## ENTRIES SUPPLIED
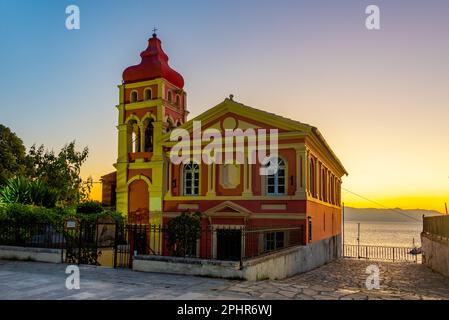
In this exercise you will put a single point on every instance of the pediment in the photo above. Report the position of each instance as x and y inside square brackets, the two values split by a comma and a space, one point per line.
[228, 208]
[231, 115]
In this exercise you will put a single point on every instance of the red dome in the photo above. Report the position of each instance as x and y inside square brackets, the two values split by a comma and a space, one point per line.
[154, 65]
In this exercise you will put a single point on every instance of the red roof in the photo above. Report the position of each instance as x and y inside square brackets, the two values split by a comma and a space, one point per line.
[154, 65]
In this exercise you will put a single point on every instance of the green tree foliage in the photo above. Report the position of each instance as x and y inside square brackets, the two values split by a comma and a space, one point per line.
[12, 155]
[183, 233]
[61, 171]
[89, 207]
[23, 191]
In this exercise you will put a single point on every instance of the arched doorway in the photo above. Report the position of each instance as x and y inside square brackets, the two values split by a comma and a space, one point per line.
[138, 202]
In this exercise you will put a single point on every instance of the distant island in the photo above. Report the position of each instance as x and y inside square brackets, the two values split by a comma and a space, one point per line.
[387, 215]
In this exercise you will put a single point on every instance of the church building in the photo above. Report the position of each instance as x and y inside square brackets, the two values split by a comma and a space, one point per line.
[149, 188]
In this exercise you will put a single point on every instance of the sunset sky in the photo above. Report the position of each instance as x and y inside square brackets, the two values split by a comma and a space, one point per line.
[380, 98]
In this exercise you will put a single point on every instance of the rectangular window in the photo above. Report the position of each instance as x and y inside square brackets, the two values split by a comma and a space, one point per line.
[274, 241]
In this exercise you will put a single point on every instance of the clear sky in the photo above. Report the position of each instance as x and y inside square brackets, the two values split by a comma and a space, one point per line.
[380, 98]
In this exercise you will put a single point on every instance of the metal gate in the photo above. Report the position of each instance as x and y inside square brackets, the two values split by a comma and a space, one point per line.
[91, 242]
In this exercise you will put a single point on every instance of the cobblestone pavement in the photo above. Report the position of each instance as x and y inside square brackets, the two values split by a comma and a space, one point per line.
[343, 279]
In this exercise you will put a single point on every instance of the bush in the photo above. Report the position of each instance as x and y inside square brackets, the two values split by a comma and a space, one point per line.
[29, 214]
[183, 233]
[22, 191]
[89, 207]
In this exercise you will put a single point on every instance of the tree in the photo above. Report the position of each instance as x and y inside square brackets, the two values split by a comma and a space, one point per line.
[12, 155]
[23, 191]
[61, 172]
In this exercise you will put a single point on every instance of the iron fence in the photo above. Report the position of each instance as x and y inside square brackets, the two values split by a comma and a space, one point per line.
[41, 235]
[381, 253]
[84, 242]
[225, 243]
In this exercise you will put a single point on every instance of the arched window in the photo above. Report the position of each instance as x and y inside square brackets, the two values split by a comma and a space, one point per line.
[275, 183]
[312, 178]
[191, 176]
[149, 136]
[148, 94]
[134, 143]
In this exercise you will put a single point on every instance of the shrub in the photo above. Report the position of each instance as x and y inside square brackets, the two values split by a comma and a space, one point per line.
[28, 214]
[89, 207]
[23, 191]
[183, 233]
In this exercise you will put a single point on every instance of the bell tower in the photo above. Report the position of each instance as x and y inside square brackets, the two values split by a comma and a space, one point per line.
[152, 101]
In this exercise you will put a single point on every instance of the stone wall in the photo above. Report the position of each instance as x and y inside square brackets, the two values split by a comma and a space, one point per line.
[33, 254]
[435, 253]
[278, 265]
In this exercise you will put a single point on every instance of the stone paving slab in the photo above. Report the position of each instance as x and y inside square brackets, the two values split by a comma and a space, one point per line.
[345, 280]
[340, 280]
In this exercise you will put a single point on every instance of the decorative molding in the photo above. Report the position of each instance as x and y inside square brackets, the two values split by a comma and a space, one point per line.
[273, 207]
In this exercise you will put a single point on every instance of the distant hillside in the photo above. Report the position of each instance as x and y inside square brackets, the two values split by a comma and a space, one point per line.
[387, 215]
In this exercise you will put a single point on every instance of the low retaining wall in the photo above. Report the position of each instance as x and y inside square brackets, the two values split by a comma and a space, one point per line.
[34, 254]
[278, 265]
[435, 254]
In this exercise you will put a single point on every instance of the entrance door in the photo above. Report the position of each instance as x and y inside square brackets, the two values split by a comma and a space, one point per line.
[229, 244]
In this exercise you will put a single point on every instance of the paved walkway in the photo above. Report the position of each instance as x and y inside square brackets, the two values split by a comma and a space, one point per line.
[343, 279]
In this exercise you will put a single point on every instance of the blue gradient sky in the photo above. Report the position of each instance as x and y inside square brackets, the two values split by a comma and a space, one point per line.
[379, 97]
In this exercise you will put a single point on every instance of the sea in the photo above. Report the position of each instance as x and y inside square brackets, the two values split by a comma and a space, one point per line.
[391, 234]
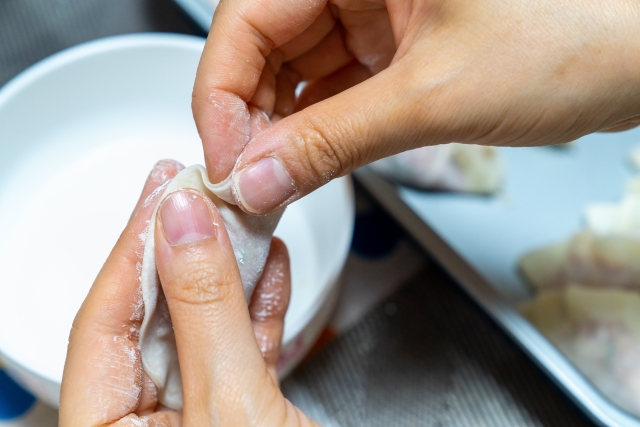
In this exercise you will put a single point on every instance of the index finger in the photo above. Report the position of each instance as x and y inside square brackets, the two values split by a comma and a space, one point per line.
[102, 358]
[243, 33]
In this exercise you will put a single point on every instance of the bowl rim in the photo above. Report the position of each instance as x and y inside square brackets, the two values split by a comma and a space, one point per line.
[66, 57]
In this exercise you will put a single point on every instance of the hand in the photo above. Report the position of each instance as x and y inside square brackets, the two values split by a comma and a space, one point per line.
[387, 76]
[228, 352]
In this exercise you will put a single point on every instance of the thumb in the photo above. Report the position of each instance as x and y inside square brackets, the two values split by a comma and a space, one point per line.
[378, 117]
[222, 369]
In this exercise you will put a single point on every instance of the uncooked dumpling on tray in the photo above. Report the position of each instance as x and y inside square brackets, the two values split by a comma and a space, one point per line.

## WHAT TO PRODUCE
Skip the pictures and copy exactly the lines from the one containing "of the paved" through the end of the material, both ends included.

## EXERCISE SOLUTION
In this exercise you will put a single point on every instance of the paved walkway in the photo above. Report the position of each instance as x and y inside square brackets, the two values split by a comma and a space, one point per line.
[343, 279]
In this exercise you will put a single point on every instance of the blue gradient sky in the photo above. Report the position of each instance as x and y inside square brackets, the two values split by a comma and a space, one point per line.
[379, 97]
In this exercise you will put a single point on every instance of the sea in the photo above. Report the position of each instance as x and y inside square brackets, the two values split by a comma and a space, one point per line.
[391, 234]
In this exercise you will put a single point on every instance of the index finger in the photo above. Report the position of each instance as x and y inside square brackets, the two values split by a comma and a space, one point per line.
[102, 358]
[243, 33]
In this exercise you will put a single point on every instance of the bowl rim in the photo above. Report the position of each instance as x and y inside square brackets, the two values split by a comma and a space, one point per line.
[66, 57]
In this exercise you will put a single point on every instance of the hand in the photo above. Report the position of each instance as x and y inside square brackets, the two values split by a comma and a space, one point per line.
[387, 76]
[228, 352]
In this exercise you will put a single point on every instance of the thumb in the photo above. Report the position of each instance as x and y inside square brackets, the two values split by a comma and a space, one point per line.
[378, 117]
[222, 369]
In this exercise you will put a single point on every instance of the uncooked dumpling on tray in the photo above. Report the position of each instance as x and y inside square brackets, the two values split by a comma and a space, one point per line.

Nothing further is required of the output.